Given exercise :: Write out the items that follow again, replacing "marker" with "point" throughout and leaving everything else as it is.

— BEGIN —

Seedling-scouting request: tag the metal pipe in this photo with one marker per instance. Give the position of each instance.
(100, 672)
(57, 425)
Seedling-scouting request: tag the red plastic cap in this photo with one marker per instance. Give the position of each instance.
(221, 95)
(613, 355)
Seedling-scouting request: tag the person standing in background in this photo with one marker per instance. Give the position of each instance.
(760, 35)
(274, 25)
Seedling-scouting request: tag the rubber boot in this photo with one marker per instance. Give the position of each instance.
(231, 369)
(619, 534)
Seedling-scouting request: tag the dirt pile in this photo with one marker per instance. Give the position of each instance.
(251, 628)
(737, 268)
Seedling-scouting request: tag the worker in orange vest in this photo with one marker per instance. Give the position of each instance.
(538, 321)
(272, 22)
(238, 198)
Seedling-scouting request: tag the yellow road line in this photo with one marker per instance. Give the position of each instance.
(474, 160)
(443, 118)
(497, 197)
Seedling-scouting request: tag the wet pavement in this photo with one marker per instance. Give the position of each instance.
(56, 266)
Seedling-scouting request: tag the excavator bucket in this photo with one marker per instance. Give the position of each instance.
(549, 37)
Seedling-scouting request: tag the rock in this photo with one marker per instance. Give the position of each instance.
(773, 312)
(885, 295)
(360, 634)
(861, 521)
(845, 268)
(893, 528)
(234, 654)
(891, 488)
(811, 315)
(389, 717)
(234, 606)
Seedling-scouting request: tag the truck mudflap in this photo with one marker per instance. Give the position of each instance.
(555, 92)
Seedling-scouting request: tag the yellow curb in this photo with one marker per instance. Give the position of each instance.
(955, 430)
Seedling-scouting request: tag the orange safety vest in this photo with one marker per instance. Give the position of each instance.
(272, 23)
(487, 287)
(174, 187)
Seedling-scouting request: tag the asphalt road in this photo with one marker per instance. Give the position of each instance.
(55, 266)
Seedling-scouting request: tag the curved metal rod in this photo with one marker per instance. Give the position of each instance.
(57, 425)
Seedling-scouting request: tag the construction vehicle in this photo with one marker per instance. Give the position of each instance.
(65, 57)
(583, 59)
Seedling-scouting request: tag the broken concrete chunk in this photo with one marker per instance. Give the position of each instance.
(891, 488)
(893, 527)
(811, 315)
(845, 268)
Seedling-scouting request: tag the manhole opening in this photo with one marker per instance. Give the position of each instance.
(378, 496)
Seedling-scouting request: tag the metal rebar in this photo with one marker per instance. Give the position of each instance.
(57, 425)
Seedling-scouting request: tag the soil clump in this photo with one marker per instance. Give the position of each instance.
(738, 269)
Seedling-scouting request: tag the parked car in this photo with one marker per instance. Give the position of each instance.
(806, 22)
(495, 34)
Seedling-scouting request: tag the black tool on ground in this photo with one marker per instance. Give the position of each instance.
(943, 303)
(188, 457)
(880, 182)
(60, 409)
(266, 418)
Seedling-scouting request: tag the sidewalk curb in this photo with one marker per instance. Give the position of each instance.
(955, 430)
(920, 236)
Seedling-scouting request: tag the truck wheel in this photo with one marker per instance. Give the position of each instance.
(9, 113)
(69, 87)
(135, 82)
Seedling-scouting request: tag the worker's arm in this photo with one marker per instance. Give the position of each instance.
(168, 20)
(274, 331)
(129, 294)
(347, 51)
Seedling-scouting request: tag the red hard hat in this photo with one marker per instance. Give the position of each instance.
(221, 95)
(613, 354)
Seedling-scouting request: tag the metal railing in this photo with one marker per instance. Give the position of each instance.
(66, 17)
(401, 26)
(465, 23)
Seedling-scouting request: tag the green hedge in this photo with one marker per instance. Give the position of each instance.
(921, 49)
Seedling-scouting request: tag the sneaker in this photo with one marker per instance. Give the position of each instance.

— END —

Task solution ::
Seedling-scouting request: tag the metal pipe in this photo with one point per instance. Give the position of each instance.
(100, 672)
(57, 425)
Seedling-scouting request: tag the red plastic cap in this photo with one point per instance. Give the position of each instance.
(221, 95)
(613, 355)
Seedling-scouting request: tag the person standing in background in this photo with one point per instance. Give the position of each instance.
(760, 35)
(274, 25)
Seedling-scouting request: tag the rubber boot in this photo with one point per instance. Give the position of each instance.
(231, 369)
(619, 534)
Seedling-scouting request: tag the dirt pile in this photo with one point per instance. Give the position of each instance.
(251, 628)
(737, 268)
Seedling-scouting request: tag the worker in orange vest in this photo with one point per instance. Give the position of each instance.
(538, 321)
(272, 22)
(238, 198)
Seedling-scouting request: tag the yellow road line in this photo with one point per instance. Give the position of each instance.
(474, 160)
(443, 118)
(497, 197)
Seedling-scouting request: tag the wet pavement in this photo with one point per instance. Give the position of each instance.
(56, 266)
Seedling-scouting request: tag the excavator bucket in this photo with one point per instance. Give the position of each instance.
(549, 37)
Seedling-scouting request: tag the rock in this photo with one point per instance. Give the position of each instance.
(773, 312)
(885, 295)
(360, 634)
(861, 521)
(845, 268)
(893, 528)
(234, 654)
(891, 488)
(811, 315)
(389, 717)
(234, 606)
Seedling-scouting request: tag the truck mudflap in this photo with one point per instance. Give the position of each instance.
(555, 92)
Seedling-scouting request: tag the yellow curb in this photo with one point per instance. Give the position of each instance.
(955, 430)
Seedling-scouting request: tag the orange safety vest in this photo with one point per instance. Give the position of each instance.
(272, 23)
(487, 287)
(174, 187)
Seedling-scouting request: tag the asphalt road in this photo with one point per instance. Give the position of each instance.
(55, 266)
Seedling-scouting request: tag the curved metal rod in this photo with one point per instance. Give the position of each instance.
(57, 425)
Seedling-scouting request: tag the construction vehicle in this photo with one point per instance. Give the position of each instance.
(65, 57)
(583, 59)
Seedling-scouting request: tag the broken concrete chunk in this photo with one point per instance. Give the position of each instance.
(891, 488)
(893, 527)
(811, 315)
(845, 268)
Seedling-scouting request: tag the manhole opening in this photo with one point per instance. Give the position of each instance.
(378, 496)
Seedling-scouting request: tag the metal rebar in this photo with one point per instance. Give the position of each instance.
(57, 425)
Seedling-scouting request: tag the soil clump in this photo with one point per instance. Give the position of each instance.
(738, 269)
Seedling-scouting request: tag the parked car in this photo with one point per instance. Give the position of each instance.
(806, 22)
(495, 34)
Seedling-scouting request: tag the black tool on ground in this photo with one point per instance. Give the position of each instance.
(943, 303)
(188, 457)
(880, 182)
(60, 409)
(266, 418)
Seedling-scouting request: tag the sidewalk curb in this photo with one point per instance. Give the position of each instance.
(955, 430)
(920, 236)
Seedling-scouting request: tag the truck wheel in this photo with one point per instance. Give the position of each instance.
(9, 113)
(69, 87)
(135, 82)
Seedling-scouting request: tag the worker's arm in this photo with one point per instance. Give the position of each instance.
(168, 20)
(274, 331)
(129, 294)
(347, 51)
Seedling-scouting request: tag the red hard hat in this photo with one point per instance. Give the position of each instance.
(221, 95)
(613, 354)
Seedling-scouting request: tag the metal railing in this photo with one point per instance. Give the position of each instance.
(66, 17)
(401, 26)
(465, 23)
Seedling-scouting request: tag the green hedge in this photo with one point per instance. Give the position of each instance.
(921, 49)
Seedling-scouting request: tag the sneaker in this photo with one point per instance. Give the position of each instance.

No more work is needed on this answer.